> [BRIEF 1]:
In the text on AI in healthcare, what place does the e/MTIC AI-Lab hold among TU/e's ICAI labs?
> [BRIEF 2]:
Continue the text on AI in healthcare, starting after its last sentence.

> [PAGE TEXT]:
In the field of healthcare, AI still has several issues to address. In hospitals, professionals are still hesitant to employ AI-based techniques because of lack of transparency, interpretability and clinical evidence.
Through the e/MTIC AI-Lab, AI will be made available to work in close collaboration with the clinical staff and MedTech industries to help improve personalized treatment. This lab has now also joined ICAI and is the fourth TU/e ICAI lab. ICAI is a network of Dutch research programs that is designed to bring together researchers in the field of AI. e/MTIC is a unique collaboration between Eindhoven University of Technology, Catharina Hospital, Maxima Medical Center, Kempenhaeghe Epilepsy and Sleep Center and Philips to enable a fast track to high-tech health innovations.
AI techniques mostly act as a black box without knowing precisely what part of the data is being used and how. Furthermore, AI tends to be specialized and lacks robustness when small changes to existing procedures are required. In these cases, human doctors are still much better able to handle the complexity of the situation. However, that does not mean that the work of humans is always correct, but they are able to weigh up when it is necessary to ask for help from someone else, for example, something AI cannot do today.
New Healthcare Systems
In healthcare, systems are continuously evolving and the ability of specialists to fully understand the complex inter-relationships of the various components is becoming more difficult. It will be particularly important for this information to be organized, not just using new forms of presentation such as virtual reality and digital twins but also by linking models of information to predict what the doctor should see next.

> [INFORMATION PROVIDED]:
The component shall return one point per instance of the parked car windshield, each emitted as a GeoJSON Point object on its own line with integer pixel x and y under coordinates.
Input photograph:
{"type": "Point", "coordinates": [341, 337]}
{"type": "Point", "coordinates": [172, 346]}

> [EXERCISE ANSWER 1]:
It is the fourth TU/e ICAI lab.

> [EXERCISE ANSWER 2]:
These new systems must be designed in a manner to protect people, the environment and the economy. ‘Responsible AI’ is a term that is usually applied to dealing with consumers or private individuals. For healthcare, this encompasses responsible use and storage of sensitive personal data, but also promotion of patient empowerment, avoidance of harm and bias, and protection against misuse.
E/MTIC ICAI Research Focus
Many of the e/MTIC researchers are currently working on and implementing analysis techniques and (prediction) algorithms for improved (patient) monitoring and diagnosis and to help optimize individual treatment strategies in collaboration with many medical specialists. Due to the many complexity and heterogeneities in medical data, these approaches and other innovations will be further developed, implemented and automated through projects in e/MTIC. The research focus is on robustness and improved stability of algorithms and methods.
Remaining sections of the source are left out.